* [Work instructions]:
In the article on calls for care financing reform, who is named as president of the social association VdK?

* [Supplied passage]:

____

Health: Calls for rapid financial reform for care

Health: Calls for rapid financial reform for care

The number of people in need of care is increasing. But for now there is little prospect of reform in this election period. What can we do if the financial gaps grow?

In view of the sharp increase in the number of people in need of care, calls for financial reform are growing louder before the 2025 federal election. “The reform must come now, because the situation for those in need of care and their caring relatives will continue to deteriorate,” said the president of the social association VdK, Verena Bentele. The Verdi trade union demanded that a solution should not be postponed any longer. Federal Health Minister Karl Lauterbach (SPD) had made it clear that he saw no chance of reform in this legislative period due to differences in the coalition – despite a recent “explosive” increase in the number of people in need of care.

____

* [Entries provided]:
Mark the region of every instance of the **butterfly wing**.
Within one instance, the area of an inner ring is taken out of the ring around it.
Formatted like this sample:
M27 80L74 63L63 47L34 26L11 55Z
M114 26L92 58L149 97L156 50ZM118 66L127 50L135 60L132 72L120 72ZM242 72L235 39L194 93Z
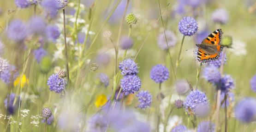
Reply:
M222 46L220 44L223 33L221 29L218 29L211 34L202 40L202 44L205 46L199 46L197 52L197 60L209 60L218 59L220 51L222 50ZM217 52L211 52L208 50L207 45L213 44L216 46L212 47L216 48L215 51Z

____

* [Finished task]:
Verena Bentele